■ Provided entries ■

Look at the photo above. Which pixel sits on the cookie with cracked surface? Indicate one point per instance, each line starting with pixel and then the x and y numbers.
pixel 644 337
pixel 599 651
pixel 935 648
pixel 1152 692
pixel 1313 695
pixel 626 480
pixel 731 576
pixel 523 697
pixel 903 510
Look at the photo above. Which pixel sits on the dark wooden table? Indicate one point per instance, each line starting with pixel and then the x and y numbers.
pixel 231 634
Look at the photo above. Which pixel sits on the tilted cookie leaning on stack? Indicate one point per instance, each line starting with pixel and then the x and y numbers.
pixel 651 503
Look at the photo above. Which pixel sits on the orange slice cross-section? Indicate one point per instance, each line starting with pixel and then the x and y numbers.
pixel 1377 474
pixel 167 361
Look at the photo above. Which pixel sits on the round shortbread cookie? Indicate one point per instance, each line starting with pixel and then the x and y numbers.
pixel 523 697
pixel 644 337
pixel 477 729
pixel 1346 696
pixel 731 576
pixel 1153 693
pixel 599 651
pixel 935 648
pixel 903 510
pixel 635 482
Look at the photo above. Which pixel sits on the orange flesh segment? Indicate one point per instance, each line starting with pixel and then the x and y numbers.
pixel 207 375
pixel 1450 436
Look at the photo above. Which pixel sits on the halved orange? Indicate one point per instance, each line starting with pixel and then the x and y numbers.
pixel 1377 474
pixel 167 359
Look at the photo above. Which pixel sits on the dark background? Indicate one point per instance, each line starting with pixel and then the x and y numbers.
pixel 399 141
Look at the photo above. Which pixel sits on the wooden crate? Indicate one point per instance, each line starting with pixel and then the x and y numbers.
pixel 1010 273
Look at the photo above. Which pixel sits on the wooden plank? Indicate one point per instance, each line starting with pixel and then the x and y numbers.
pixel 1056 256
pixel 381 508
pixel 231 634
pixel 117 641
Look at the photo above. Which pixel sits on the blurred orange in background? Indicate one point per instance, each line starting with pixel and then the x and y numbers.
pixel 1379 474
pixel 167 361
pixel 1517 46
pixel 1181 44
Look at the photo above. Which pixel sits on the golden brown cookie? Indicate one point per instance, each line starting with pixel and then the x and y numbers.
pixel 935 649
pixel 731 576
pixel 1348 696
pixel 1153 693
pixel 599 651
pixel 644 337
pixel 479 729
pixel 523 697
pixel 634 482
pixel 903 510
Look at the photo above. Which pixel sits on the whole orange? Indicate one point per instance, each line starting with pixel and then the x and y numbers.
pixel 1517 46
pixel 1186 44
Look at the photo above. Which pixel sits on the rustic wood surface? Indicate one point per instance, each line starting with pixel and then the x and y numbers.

■ Prompt ■
The listing is to be given again exactly, line for line.

■ Written solution ■
Look at the photo above. Which pixel sits on the cookie with cracked surface? Indicate one point per instance, each line starting with pixel and then the x and y numbers.
pixel 644 337
pixel 599 651
pixel 935 648
pixel 1152 692
pixel 1313 695
pixel 626 480
pixel 731 576
pixel 523 697
pixel 903 510
Look at the photo above. Which pixel sits on the dark wooden table? Indicate one point per instance, each line starting with pixel and then the x and y numbers.
pixel 231 634
Look at the photo above. Which pixel sits on the tilted cookie leaning on stack? Indicate one point per instance, each line starting with pixel and then the x and y numbers.
pixel 651 503
Look at the photo above. Which pixel sits on the orange slice cross-section? Indicate one point per instance, each line starting with pixel and then the x and y numbers.
pixel 1377 474
pixel 167 361
Look at the photo above. Which pixel sits on the round shortbread cookie? Indicate one point per instance, each line starting with pixel and then the x and y numbers.
pixel 523 697
pixel 644 337
pixel 477 729
pixel 1346 696
pixel 731 576
pixel 1153 693
pixel 599 651
pixel 935 648
pixel 903 510
pixel 635 482
Look at the photo above. Which pixel sits on the orange flesh segment? Indicate one point per instance, each line starting with pixel and then the x and y numbers.
pixel 207 375
pixel 1450 436
Look at the photo above. Which pixel sits on the halved orange? Indicate one point per instance, each line starting with pixel and then the x and y numbers.
pixel 1377 474
pixel 167 359
Look at the photo above. Which pixel sits on the dark background? Indicate one point per instance, each line starting with pixel and then the x and y numbers.
pixel 399 141
Look at the photo above. Which pixel sits on the wooden crate? Indicate one point per instance, each line starting with pixel and then the x and y numbers.
pixel 1010 273
Look at the photo above. Which pixel sits on the wooden plank? Indicate one point per instance, each line starting with pixel and then the x and y numbers.
pixel 1056 256
pixel 381 508
pixel 231 634
pixel 117 641
Look at the photo above. Which pixel sits on the blurred orange in background? Indicate one point per instance, each line starting with pixel and then the x and y numbers.
pixel 1379 474
pixel 167 361
pixel 1517 46
pixel 1181 44
Look at the photo above. Which pixel sits on the golden brown cookie? Indicate one point per instance, each line starting with pixel and then the x and y numbers.
pixel 935 649
pixel 731 576
pixel 1348 696
pixel 1153 693
pixel 599 651
pixel 644 337
pixel 479 729
pixel 523 697
pixel 634 482
pixel 903 510
Look at the photo above. Which pixel sits on the whole orange? Indicate one point per instance, each line starting with pixel and then the x and y numbers.
pixel 1517 46
pixel 1186 44
Look at the photo above. Which pixel sits on the rustic wood surface? Indicate one point per instance, each line starting with pixel and then the x and y numbers.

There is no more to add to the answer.